YOUR TASK - Repeat the lines below exactly as they appear, but leave out the images.

THE RECORDS -
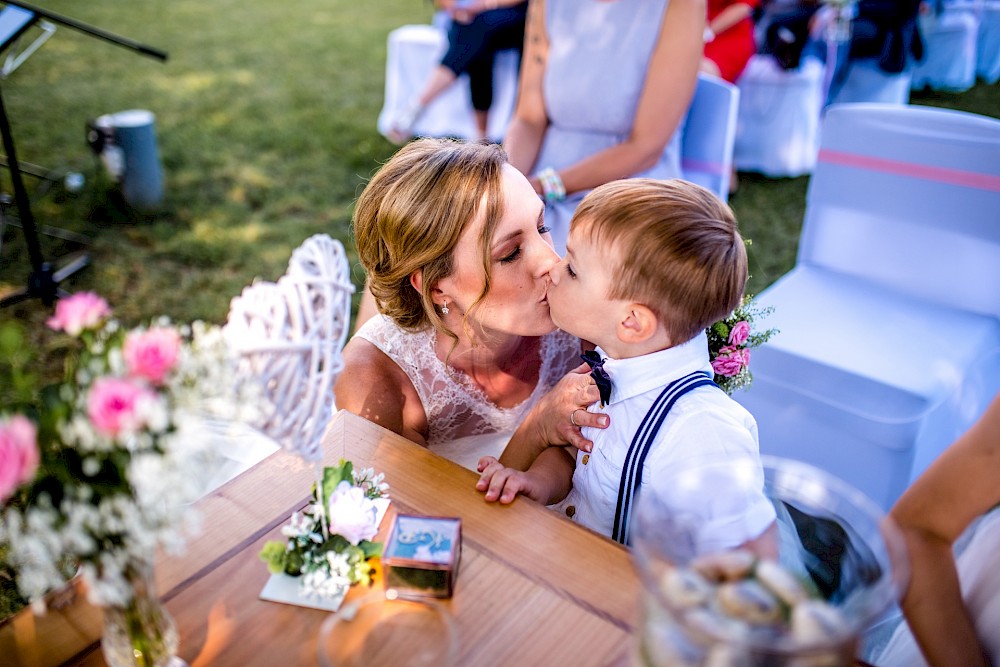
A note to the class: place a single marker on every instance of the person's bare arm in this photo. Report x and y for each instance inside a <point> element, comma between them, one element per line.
<point>548,480</point>
<point>959,486</point>
<point>372,386</point>
<point>526,130</point>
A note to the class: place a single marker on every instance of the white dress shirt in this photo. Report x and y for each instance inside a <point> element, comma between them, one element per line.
<point>703,426</point>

OUTPUT OF THE TASK -
A note to the class: place a single marker on every instance of the person's bare arm in this photo. Report x and y for each instance inside a <point> element, comma between them, one element per line.
<point>548,480</point>
<point>959,486</point>
<point>372,386</point>
<point>526,130</point>
A note to the class: place a single marker on every instance of the white dress shirt in this photo. Report x and y for each instance inside a <point> element, comma between them, one element per line.
<point>703,426</point>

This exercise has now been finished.